◆ **待完成任务**
a. 根据关于RT-mutex优先级继承的文段,判断下列三项说法是否与之相符,每项答“是”或“否”,并原样引用文段中起决定作用的文字:(i) 线程需要知道它持有锁的所有等待者;(ii) 慢速路径的获取和释放都要获取wait_lock并关中断;(iii) RT-mutex先通过慢速路径获取锁。
b. 请一字不差地抄录记录中从含有“Point to the green lawn, one”的那一行起直到记录末尾的这一段。

◆ **所示文段**
为了实现优先级继承,线程并不需要知道它持有锁的所有等待者,只需要知道其中优先级最高那一个等待即可。例如,当线程B尝试去获取L1时,线程B只需要知道等待L1的最高优先级线程,如果线程B的优先级更高,则需要更新线程A的pi_waiters,如果线程B的优先级是pi_waiters中的最高的,则还需要临时调整线程A的优先级。
Implementation Details
Taking of a mutex
static __always_inline void rtlock_lock(struct rt_mutex_base *rtm)
{
if (unlikely(!rt_mutex_cmpxchg_acquire(rtm, NULL, current)))
rtlock_slowlock(rtm);
}RT-mutex先尝试通过原子指令的快速路径获取锁,如果获取失败则通过慢速路径获取。慢速路径的获取和释放都需要获取wait_lock并且关中断。
static __always_inline void __sched rtlock_slowlock(struct rt_mutex_base *lock)
{
unsigned long flags;
raw_spin_lock_irqsave(&lock->wait_lock, flags);
rtlock_slowlock_locked(lock);
raw_spin_unlock_irqrestore(&lock->wait_lock, flags);
}static void __sched rtlock_slowlock_locked(struct rt_mutex_base *lock)
{
struct rt_mutex_waiter waiter;
struct task_struct *owner;
lockdep_assert_held(&lock->wait_lock);
if (try_to_take_rt_mutex(lock, current, NULL))
return;
rt_mutex_init_rtlock_waiter(&waiter);
/* Save current state and set state to TASK_RTLOCK_WAIT */
current_save_and_set_rtlock_wait_state();
trace_contention_begin(lock, LCB_F_RT);
task_blocks_on_rt_mutex(lock, &waiter, current, NULL, RT_MUTEX_MIN_CHAINWALK);
for (;;) {
/* Try to acquire the lock again */
if (try_to_take_rt_mutex(lock, current, &waiter))
break;
if (&waiter == rt_mutex_top_waiter(lock))

数据文件的一部分

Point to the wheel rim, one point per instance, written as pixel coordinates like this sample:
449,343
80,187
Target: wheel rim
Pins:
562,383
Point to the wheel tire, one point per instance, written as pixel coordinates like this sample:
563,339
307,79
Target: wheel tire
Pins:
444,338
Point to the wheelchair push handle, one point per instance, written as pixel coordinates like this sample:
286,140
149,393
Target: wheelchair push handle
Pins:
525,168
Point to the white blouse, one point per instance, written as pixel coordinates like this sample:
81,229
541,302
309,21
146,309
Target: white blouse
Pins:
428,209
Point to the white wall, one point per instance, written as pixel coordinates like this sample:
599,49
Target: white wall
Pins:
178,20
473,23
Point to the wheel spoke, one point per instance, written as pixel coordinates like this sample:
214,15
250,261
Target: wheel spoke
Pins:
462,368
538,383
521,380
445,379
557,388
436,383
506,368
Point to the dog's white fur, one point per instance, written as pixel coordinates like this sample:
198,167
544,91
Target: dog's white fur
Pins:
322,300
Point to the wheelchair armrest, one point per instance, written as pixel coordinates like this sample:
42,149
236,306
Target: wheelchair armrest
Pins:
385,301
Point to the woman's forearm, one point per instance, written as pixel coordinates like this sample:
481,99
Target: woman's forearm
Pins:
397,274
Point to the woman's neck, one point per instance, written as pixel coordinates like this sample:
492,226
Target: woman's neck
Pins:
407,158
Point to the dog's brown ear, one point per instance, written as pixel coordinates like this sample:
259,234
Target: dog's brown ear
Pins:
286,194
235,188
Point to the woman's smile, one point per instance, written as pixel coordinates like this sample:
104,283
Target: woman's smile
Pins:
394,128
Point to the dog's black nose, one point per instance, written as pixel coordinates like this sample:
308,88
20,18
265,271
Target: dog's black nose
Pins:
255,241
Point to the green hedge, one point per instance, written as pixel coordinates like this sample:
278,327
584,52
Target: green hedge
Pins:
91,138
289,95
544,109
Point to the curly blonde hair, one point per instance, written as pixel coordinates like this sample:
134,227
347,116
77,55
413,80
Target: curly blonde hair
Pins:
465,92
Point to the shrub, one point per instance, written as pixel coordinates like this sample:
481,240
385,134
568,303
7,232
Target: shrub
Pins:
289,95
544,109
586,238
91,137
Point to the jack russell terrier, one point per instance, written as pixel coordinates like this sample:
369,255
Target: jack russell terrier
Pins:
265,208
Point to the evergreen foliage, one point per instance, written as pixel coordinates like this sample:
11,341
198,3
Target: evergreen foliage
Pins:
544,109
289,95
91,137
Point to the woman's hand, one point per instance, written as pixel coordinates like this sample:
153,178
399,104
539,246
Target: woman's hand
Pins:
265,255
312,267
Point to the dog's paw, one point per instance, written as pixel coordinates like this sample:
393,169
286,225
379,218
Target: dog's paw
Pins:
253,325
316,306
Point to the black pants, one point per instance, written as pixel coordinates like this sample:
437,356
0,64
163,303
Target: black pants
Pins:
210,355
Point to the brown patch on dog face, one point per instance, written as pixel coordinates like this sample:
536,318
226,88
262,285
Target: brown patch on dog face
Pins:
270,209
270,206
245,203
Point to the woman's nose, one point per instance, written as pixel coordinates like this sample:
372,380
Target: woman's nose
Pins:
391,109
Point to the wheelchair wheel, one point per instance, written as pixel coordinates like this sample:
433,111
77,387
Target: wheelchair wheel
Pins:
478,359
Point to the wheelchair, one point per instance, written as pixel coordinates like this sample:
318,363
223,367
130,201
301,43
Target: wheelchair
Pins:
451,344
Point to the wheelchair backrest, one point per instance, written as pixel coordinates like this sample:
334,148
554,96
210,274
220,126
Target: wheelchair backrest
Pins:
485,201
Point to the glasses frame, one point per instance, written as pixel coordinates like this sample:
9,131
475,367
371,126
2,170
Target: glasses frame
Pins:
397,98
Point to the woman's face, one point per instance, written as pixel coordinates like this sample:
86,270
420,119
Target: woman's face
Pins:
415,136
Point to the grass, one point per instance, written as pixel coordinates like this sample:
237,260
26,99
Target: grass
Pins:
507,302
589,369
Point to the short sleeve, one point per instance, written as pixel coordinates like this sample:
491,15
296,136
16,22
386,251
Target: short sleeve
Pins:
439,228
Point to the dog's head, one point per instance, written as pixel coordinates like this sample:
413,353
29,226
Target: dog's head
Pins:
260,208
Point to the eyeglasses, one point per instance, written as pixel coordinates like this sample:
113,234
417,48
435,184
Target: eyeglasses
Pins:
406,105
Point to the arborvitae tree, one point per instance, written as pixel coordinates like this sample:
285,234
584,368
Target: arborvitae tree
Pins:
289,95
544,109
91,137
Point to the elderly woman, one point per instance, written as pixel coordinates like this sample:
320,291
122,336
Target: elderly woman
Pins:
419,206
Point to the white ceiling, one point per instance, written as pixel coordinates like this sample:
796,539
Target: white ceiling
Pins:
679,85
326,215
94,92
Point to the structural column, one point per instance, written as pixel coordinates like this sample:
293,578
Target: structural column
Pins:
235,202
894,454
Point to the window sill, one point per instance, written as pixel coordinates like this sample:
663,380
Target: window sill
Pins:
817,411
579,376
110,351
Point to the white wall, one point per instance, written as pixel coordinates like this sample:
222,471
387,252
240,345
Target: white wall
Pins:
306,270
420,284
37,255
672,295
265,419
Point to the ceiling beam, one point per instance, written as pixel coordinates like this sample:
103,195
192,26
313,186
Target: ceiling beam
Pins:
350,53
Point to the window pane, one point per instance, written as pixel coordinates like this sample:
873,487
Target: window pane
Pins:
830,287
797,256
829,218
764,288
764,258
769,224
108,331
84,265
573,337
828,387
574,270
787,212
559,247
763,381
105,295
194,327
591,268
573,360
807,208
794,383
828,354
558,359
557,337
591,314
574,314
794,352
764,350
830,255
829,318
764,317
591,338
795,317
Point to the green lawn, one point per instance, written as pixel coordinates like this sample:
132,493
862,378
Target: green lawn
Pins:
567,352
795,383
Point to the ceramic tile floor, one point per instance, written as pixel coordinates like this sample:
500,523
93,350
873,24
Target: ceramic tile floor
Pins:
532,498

◆ **完整答案**
a.
(i) 否。“线程并不需要知道它持有锁的所有等待者,只需要知道其中优先级最高那一个等待即可”
(ii) 是。“慢速路径的获取和释放都需要获取wait_lock并且关中断”
(iii) 否。“RT-mutex先尝试通过原子指令的快速路径获取锁,如果获取失败则通过慢速路径获取”

b.
Point to the green lawn, one point per instance, written as pixel coordinates like this sample:
132,493
862,378
Target: green lawn
Pins:
567,352
795,383
Point to the ceramic tile floor, one point per instance, written as pixel coordinates like this sample:
500,523
93,350
873,24
Target: ceramic tile floor
Pins:
532,498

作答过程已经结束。